▶ _TASK GOAL_
Reproduce the data below without alteration, starting at the line containing "point_to(query) locates the fence" and ending at the line containing "x=120, y=119", both included.

··· RECORDS TO USE

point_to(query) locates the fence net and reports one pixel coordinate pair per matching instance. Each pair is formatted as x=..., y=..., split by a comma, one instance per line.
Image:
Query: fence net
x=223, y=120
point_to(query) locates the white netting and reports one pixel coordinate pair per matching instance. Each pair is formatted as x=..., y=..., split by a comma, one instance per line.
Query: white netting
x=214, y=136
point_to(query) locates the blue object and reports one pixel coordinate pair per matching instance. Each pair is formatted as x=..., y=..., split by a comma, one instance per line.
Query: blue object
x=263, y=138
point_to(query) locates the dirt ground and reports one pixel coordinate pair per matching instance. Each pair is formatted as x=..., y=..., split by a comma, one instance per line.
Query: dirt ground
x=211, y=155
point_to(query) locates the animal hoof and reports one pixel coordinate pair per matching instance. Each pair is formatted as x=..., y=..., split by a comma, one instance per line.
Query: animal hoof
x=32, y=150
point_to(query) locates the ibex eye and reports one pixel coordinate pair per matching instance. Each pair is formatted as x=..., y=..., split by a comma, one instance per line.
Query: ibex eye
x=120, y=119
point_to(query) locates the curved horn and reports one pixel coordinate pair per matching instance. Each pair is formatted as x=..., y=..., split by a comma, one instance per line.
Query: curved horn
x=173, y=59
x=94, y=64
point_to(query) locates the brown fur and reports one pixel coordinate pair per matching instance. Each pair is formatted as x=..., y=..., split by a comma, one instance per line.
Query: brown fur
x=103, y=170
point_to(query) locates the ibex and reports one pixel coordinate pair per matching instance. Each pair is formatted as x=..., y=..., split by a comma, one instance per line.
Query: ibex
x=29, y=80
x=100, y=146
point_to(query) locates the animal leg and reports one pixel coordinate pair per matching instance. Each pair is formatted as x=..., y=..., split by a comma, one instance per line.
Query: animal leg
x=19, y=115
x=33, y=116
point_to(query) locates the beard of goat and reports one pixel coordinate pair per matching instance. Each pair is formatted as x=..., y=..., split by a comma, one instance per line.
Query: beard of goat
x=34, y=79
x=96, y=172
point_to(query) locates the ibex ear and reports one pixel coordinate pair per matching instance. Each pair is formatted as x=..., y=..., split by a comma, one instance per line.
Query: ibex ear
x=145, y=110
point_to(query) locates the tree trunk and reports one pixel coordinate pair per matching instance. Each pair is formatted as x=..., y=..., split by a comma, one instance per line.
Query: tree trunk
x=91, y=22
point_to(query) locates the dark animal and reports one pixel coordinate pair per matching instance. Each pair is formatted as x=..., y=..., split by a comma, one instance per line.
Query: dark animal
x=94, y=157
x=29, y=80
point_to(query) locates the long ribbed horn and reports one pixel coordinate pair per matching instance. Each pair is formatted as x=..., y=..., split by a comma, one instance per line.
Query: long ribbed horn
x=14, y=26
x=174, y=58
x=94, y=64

······
··· RECORDS TO USE

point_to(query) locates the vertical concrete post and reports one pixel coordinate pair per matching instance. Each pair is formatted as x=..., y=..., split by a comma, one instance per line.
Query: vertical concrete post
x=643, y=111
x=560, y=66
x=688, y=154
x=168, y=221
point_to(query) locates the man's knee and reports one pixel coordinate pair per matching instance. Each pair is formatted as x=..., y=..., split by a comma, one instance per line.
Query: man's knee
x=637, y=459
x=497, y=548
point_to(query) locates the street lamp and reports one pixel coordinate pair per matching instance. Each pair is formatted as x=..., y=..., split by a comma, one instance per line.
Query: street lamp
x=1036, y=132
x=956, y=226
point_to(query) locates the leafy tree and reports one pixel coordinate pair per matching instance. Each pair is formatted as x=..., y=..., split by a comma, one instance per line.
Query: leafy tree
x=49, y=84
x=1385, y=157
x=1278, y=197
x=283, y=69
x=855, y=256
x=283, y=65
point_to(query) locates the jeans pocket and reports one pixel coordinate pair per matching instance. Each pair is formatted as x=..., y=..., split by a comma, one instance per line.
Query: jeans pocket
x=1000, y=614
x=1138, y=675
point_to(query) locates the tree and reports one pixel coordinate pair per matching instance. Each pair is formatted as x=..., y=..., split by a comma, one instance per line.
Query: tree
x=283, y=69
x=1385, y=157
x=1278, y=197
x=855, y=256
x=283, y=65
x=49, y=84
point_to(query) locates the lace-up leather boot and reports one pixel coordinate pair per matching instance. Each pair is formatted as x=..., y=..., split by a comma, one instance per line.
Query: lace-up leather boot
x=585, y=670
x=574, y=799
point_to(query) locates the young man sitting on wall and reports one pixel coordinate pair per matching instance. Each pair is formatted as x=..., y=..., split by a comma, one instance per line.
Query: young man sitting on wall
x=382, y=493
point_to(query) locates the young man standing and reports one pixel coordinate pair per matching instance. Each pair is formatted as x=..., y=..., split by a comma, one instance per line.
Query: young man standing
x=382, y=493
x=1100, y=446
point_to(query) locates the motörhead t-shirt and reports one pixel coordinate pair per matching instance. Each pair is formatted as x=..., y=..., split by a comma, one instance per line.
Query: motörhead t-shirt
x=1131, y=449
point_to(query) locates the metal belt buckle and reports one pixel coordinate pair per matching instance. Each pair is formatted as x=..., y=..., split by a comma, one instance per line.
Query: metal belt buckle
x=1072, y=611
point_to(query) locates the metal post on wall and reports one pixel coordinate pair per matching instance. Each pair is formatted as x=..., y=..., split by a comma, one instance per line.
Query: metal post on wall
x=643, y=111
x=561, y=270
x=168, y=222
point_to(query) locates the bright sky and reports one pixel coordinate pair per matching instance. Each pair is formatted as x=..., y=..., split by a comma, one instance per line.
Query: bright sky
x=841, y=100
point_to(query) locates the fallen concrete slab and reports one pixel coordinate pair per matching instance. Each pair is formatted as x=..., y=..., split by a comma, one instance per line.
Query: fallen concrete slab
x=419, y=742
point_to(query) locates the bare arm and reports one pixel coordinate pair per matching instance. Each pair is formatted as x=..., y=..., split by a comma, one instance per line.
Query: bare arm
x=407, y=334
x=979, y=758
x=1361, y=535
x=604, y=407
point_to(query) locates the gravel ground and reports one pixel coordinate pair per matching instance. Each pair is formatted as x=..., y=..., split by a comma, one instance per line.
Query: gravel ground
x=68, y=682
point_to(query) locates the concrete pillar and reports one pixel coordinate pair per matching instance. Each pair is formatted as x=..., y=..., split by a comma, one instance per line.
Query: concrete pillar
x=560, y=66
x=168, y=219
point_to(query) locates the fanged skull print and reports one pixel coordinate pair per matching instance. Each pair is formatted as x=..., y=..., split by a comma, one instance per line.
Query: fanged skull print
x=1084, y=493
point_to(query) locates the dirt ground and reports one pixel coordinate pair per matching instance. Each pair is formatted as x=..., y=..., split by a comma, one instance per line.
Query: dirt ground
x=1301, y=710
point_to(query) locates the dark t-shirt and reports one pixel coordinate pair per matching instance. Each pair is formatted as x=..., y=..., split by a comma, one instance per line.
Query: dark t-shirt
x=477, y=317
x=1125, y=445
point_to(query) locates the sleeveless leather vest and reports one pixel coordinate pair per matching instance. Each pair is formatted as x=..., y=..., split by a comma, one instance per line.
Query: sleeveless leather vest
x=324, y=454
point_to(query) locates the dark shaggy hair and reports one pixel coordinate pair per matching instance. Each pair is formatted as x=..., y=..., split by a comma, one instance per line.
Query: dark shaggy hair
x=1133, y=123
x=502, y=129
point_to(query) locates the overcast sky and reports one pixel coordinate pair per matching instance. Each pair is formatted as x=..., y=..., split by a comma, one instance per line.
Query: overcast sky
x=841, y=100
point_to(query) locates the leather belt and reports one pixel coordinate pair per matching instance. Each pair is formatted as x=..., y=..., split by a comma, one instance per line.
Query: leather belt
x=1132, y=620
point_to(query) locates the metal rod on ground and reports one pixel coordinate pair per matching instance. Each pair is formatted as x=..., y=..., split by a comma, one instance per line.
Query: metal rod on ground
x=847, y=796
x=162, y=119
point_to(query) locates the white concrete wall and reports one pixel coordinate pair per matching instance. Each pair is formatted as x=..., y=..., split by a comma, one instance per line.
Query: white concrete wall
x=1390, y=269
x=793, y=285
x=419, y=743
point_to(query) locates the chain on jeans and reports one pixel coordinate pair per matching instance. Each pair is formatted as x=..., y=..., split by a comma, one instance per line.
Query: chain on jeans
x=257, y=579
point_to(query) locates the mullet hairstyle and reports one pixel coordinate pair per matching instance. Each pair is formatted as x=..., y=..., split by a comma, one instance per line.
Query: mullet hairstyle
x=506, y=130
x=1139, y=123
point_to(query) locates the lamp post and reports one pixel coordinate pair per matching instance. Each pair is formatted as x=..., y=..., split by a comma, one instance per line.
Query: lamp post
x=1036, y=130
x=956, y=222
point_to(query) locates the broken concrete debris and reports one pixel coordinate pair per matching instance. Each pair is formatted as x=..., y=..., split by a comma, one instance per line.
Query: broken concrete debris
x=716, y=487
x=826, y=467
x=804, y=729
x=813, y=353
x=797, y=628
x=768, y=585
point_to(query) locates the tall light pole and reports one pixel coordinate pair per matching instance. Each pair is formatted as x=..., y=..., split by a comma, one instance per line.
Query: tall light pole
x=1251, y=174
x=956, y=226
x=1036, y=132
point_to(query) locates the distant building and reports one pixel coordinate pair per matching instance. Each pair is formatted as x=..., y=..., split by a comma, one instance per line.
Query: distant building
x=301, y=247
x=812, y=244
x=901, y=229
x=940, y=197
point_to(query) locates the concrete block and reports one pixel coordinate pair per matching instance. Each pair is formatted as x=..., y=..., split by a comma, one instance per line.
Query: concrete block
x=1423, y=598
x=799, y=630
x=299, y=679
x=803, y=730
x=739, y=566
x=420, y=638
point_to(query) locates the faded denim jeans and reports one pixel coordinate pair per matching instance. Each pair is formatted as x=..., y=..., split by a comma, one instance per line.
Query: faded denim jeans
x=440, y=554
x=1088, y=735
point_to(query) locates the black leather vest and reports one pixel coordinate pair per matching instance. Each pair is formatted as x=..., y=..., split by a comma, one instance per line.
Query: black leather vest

······

▶ _THE COMPLETED TASK_
point_to(query) locates the fence net and reports one pixel coordinate pair per matching instance. Each pair is formatted as x=..., y=..., split by a comma, one instance per line.
Image:
Query: fence net
x=223, y=120
point_to(query) locates the white netting and reports one pixel coordinate pair per matching instance. Each pair is formatted as x=..., y=..., split by a comma, one instance per line.
Query: white netting
x=214, y=136
point_to(query) locates the blue object and reports one pixel coordinate pair per matching instance. Each pair is formatted as x=..., y=..., split by a comma, one instance per line.
Query: blue object
x=263, y=138
point_to(query) locates the dirt ground and reports one pixel coordinate pair per matching instance. Each pair is formatted as x=..., y=..., split by a comma, one instance per line.
Query: dirt ground
x=211, y=155
point_to(query) locates the animal hoof and reports one pixel coordinate pair per matching instance. Each pair is formatted as x=..., y=..., split by a comma, one instance per line.
Query: animal hoof
x=32, y=150
point_to(query) locates the ibex eye and reports one pixel coordinate pair per matching instance. Each pair is formatted as x=..., y=..., split by a comma, one instance per line.
Query: ibex eye
x=120, y=119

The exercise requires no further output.